▶ _EXERCISE DATA_
-.-.-

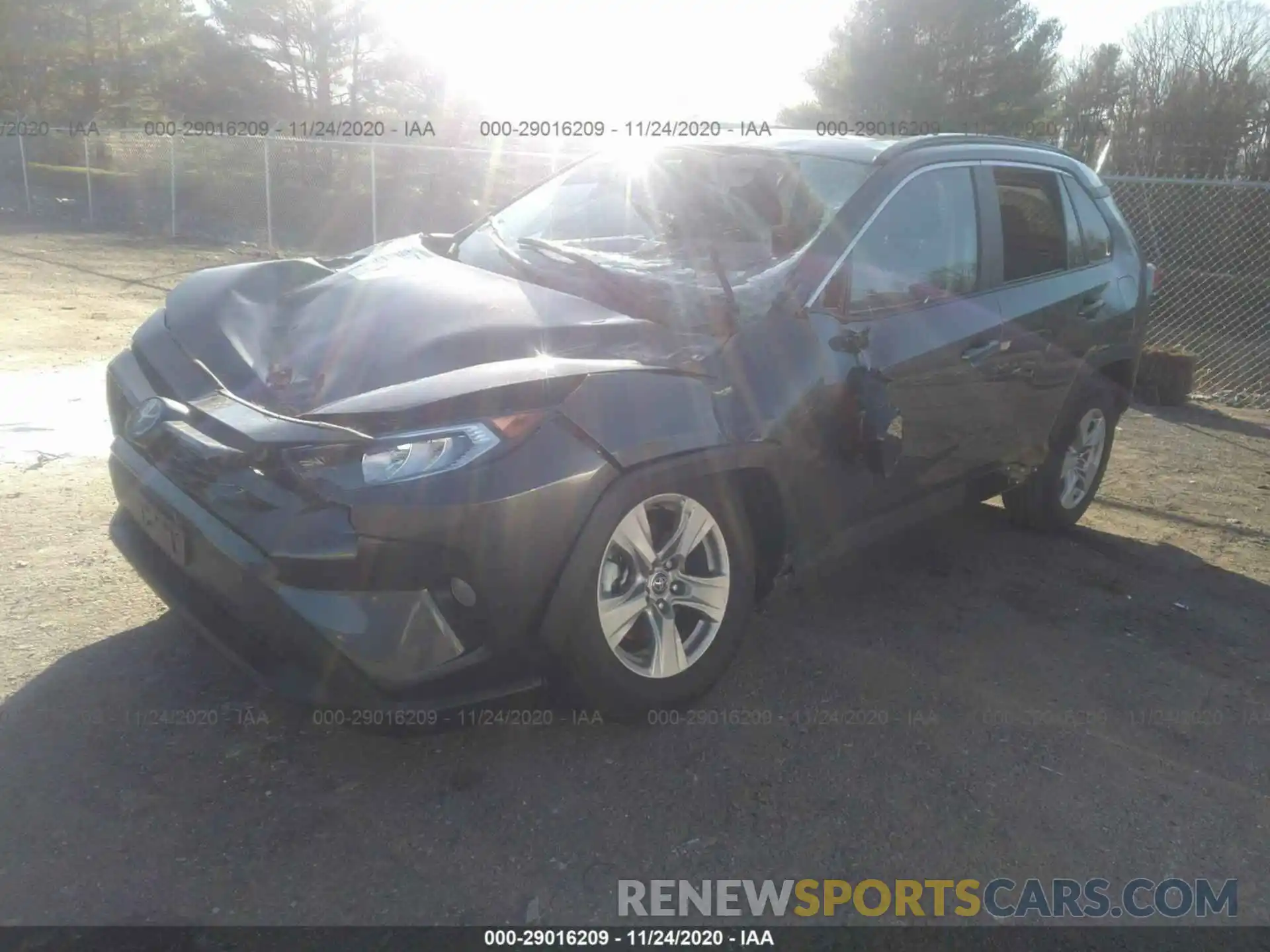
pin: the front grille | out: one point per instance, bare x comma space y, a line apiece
116, 404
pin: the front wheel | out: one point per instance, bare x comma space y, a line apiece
1057, 495
663, 586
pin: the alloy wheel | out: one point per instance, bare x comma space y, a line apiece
663, 586
1082, 460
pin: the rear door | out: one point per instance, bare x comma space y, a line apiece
1050, 298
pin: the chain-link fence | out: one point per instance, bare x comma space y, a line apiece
1209, 238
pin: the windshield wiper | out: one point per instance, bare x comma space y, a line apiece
607, 277
728, 296
515, 259
568, 254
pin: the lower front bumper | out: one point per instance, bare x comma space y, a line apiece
349, 649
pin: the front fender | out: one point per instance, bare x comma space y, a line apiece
642, 415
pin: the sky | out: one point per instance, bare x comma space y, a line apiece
625, 61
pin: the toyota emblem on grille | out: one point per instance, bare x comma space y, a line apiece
144, 419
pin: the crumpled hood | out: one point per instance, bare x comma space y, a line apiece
300, 337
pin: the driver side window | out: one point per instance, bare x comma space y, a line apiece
922, 248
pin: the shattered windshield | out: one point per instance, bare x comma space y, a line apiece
723, 220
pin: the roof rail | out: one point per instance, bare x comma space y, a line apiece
947, 139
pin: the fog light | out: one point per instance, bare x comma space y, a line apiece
462, 593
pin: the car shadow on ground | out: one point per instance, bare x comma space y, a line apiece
1208, 418
967, 698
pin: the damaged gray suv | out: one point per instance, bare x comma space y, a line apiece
579, 438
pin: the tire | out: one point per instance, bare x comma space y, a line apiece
1039, 503
629, 682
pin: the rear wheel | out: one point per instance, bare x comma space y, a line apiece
1064, 488
662, 584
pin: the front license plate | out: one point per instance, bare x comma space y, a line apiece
165, 531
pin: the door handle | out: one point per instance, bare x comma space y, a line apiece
1091, 307
992, 347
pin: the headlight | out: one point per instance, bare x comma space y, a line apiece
427, 454
399, 459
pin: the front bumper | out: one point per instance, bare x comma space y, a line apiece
353, 604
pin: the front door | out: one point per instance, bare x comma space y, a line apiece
919, 342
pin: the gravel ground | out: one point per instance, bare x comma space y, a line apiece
988, 702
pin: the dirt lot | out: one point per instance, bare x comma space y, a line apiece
1089, 705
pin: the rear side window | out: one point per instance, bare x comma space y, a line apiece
1034, 240
1094, 227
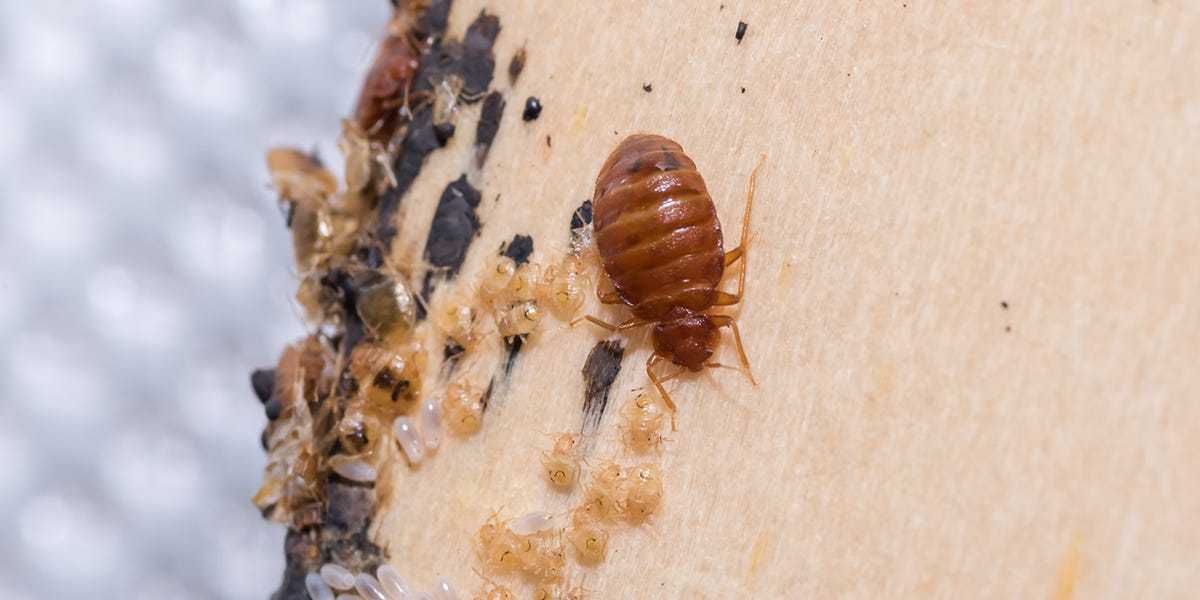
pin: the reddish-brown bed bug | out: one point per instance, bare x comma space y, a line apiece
660, 244
387, 85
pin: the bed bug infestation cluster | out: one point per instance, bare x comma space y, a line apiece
405, 357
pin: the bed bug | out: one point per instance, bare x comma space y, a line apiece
387, 85
660, 244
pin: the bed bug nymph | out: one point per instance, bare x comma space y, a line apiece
660, 244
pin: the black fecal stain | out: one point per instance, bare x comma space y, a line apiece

-.-.-

▶ _DIRECTION_
Rewrite each line of the listing above as a numbered list, leaving out blank lines and the picture lines.

▶ _SOLUTION FOR THIS TASK_
1. pin: the front grille | out: one point per instance, bare x comma space y, a line apiece
2. 116, 404
3. pin: the front wheel | out: one point per instance, bare x comma space y, a line apiece
4. 1057, 495
5. 663, 586
6. pin: the alloy wheel | out: one point per instance, bare x comma space y, a line apiece
7. 663, 586
8. 1082, 460
9. pin: the rear door | out: one point per instance, bare x comma space y, a line apiece
10. 1050, 298
11. pin: the chain-link fence | out: one point per instance, bare x comma space y, a line apiece
12. 1209, 238
13. pin: the windshield wiper | out: one point per instance, bare x comma space y, a line apiece
14. 607, 277
15. 728, 296
16. 515, 259
17. 568, 254
18. pin: the lower front bumper | out: one point per instance, bare x comma space y, a line apiece
19. 349, 649
20. pin: the front fender | out: one point per instance, bare x comma space y, a line apiece
21. 642, 415
22. pin: the sky | out: one point per instance, bare x comma space y, a line apiece
23. 625, 61
24. pin: the toyota emblem on grille | out: one point per instance, bare x comma space y, a line apiece
25. 144, 419
26. pin: the crumpled hood | out: one point per instance, bare x comma space y, a line apiece
27. 300, 337
28. pin: the driver side window | out: one point per instance, bare x comma space y, a line apiece
29. 922, 248
30. pin: the shattered windshield | out: one point per instance, bare x comma space y, a line apiece
31. 723, 220
32. pin: the roof rail | out: one point per instance, bare x comma space y, a line apiece
33. 947, 139
34. pin: the fog light | out: one point per instance, bare x comma space y, a line apiece
35. 462, 593
36. pin: the car shadow on ground | out: one point per instance, bare x comma space y, a line apiece
37. 1208, 418
38. 967, 698
39. pin: the damaged gray suv | out: one point per instance, bare x comma space y, a line apiece
40. 579, 438
41. pin: the tire | out: one point per instance, bare x comma space y, a line apiece
42. 1039, 503
43. 629, 682
44. pin: the rear wheel | out: one point per instance, bare x comma space y, a line apiece
45. 1064, 488
46. 662, 584
47. pin: the front license plate | out: one point per instance, bare x comma space y, a line apiece
48. 165, 531
49. pin: the door handle | out: one point per instance, bare x comma space y, a line apiece
50. 1091, 307
51. 992, 347
52. pin: the headlight | out: one point per instance, bare x comma space y, a line apiece
53. 427, 454
54. 399, 459
55. pin: the front bumper | out: one point per instance, bare x comma space y, a line apiece
56. 353, 604
57. pin: the front door | out: one point per instance, bare x comma space y, a line apiece
58. 919, 342
59. pin: the gravel ground | out: one point per instance, bare x comma space y, a line apiece
60. 988, 702
61. pin: the dirt lot | out: one point per instance, bare x comma space y, a line apiece
62. 1089, 705
63. pin: the rear side window | out: one point per instance, bare x comma space y, a line apiece
64. 1034, 240
65. 1094, 227
66. pin: the reddish-brown bed bug | out: one point per instance, bare x comma space y, a line apiece
67. 660, 244
68. 387, 85
69. pin: the bed bug infestation cluster | out: one point per instance, bare x comma space y, a line apiece
70. 405, 357
71. pin: the bed bug | out: one point per instance, bare x comma space y, a line apiece
72. 387, 85
73. 660, 244
74. pin: the bed bug nymph | out: one point per instance, bare x comma space y, a line apiece
75. 660, 244
76. pin: the black fecal stain | out: one point per instance, bare x comma space y, a line apiece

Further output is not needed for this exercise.